PROBLEM TO WORK ON → Check each statement below against the account of Scottish influence in Nova Scotia and Prince Edward Island. Answer yes or no for each, and quote the words from the account that settle it. (a) Nova Scotia has a higher concentration of Scottish descendants than Prince Edward Island. (b) The performance attended in Summerside was titled "Great Scot!" (c) The tickets for the performance were bought on the day of the show.

TEXT PROVIDED →

----------

While we were in Nova Scotia and Prince Edward Island, Canada, we learned that there is a significant Scottish influence. In fact, Prince Edward Island has the highest concentration of Scottish descendants of the Canadian provinces (41%). Second highest is Nova Scotia at 32% (Note: ‘Nova Scotia’ is Latin for ‘New Scotland’). The Scottish influence can be seen in their music and dance: Bagpipe and highland/Celtic dancing.

So where do you perfect your skill with bagpipes or Celtic dancing? Why of course, you attend the ‘College of Piping and Celtic Performing Arts of Canada’ in Summerside, Prince Edward Island. Really. A college for piping!

While in Summerside we attended one of their performances. This one was to honor some of the great Scots, appropriately titled: “Great Scot!” This is just another case of me expanding my cultural experiences during retirement.

Purchasing tickets the day of the performance allowed us the unique opportunity to be seated in the front row. Actually the seats weren’t bad. You could hear real well. Real well! Those bagpipes and the drums were loud!

----------

RECORDED DATA →

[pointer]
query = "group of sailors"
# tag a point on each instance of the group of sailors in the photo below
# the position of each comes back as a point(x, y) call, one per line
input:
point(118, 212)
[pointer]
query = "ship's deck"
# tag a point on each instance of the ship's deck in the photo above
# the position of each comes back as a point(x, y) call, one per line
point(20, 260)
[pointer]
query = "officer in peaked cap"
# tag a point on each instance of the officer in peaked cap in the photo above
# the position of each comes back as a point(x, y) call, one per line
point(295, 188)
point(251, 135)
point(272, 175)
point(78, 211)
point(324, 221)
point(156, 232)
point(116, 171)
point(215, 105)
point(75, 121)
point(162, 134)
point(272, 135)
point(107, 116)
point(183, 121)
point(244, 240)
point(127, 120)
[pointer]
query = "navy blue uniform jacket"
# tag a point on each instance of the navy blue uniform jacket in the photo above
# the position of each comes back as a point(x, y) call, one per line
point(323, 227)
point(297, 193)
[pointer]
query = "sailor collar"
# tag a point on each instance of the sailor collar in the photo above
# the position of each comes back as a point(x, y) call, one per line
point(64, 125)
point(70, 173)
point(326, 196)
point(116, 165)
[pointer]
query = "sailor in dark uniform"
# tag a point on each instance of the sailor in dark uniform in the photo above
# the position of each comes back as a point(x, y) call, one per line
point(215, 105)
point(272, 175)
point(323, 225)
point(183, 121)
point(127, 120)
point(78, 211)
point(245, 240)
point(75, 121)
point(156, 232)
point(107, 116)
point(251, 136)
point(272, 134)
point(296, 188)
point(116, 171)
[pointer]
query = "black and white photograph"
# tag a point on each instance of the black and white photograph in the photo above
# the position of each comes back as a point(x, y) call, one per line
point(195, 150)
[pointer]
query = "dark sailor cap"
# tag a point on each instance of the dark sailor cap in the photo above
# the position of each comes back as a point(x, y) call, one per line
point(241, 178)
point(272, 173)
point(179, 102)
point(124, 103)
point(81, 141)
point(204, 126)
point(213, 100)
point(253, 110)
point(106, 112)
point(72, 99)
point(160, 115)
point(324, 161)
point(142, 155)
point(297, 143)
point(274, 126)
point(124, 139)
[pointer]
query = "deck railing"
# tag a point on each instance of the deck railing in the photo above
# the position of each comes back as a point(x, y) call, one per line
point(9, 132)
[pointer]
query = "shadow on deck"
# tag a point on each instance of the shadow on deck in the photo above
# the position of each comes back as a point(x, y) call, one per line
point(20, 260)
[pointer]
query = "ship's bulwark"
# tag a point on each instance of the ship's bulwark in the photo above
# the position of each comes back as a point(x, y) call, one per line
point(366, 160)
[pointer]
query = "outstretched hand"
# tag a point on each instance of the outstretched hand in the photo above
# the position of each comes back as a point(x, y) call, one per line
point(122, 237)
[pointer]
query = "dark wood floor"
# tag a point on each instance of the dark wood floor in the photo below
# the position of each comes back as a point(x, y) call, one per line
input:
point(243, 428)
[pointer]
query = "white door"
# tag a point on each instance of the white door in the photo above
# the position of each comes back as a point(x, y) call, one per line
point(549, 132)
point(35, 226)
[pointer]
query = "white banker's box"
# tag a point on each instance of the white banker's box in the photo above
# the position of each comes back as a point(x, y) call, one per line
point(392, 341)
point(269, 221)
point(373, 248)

----------

FULL ANSWER →
(a) No: "Prince Edward Island has the highest concentration of Scottish descendants of the Canadian provinces (41%). Second highest is Nova Scotia at 32%"
(b) Yes: "This one was to honor some of the great Scots, appropriately titled: “Great Scot!”"
(c) Yes: "Purchasing tickets the day of the performance allowed us the unique opportunity to be seated in the front row."